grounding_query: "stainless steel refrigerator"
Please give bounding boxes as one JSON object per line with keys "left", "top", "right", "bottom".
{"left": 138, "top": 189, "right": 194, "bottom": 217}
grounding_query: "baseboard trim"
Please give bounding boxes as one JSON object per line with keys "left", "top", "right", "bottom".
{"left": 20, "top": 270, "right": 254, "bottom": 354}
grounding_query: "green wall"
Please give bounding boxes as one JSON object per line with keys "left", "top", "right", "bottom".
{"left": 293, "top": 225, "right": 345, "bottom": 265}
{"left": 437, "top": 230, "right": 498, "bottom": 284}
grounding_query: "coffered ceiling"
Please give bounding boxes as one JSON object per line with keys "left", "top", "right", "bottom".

• [What needs to be done]: The required answer is every line of the data, duplicated exactly.

• [Task answer]:
grounding_query: "stainless steel refrigerator"
Please give bounding boxes as one JSON object per line with keys "left", "top", "right", "bottom".
{"left": 138, "top": 189, "right": 194, "bottom": 217}
grounding_query: "baseboard trim"
Please give bounding boxes as one JSON object per line with keys "left", "top", "right", "bottom".
{"left": 20, "top": 270, "right": 254, "bottom": 354}
grounding_query: "green wall"
Please give bounding boxes as one JSON object per line with keys "left", "top", "right", "bottom".
{"left": 293, "top": 225, "right": 345, "bottom": 265}
{"left": 437, "top": 230, "right": 498, "bottom": 284}
grounding_query: "coffered ceiling"
Please give bounding boxes as one JSON object per line with keys "left", "top", "right", "bottom".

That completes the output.